■ **WHAT THE EXERCISE ASKS**
Render the data below as a Markdown table with the columns Row and Line, numbering each line in Row and leaving out any blank lines.
─── EXCERPTED DATA
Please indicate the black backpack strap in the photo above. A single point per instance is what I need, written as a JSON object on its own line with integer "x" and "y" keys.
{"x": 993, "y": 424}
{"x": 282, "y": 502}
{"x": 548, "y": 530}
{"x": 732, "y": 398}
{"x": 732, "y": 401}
──────
■ **OUTPUT OF THE TASK**
| Row | Line |
|---|---|
| 1 | Please indicate the black backpack strap in the photo above. A single point per instance is what I need, written as a JSON object on its own line with integer "x" and "y" keys. |
| 2 | {"x": 993, "y": 424} |
| 3 | {"x": 282, "y": 502} |
| 4 | {"x": 548, "y": 530} |
| 5 | {"x": 732, "y": 398} |
| 6 | {"x": 732, "y": 401} |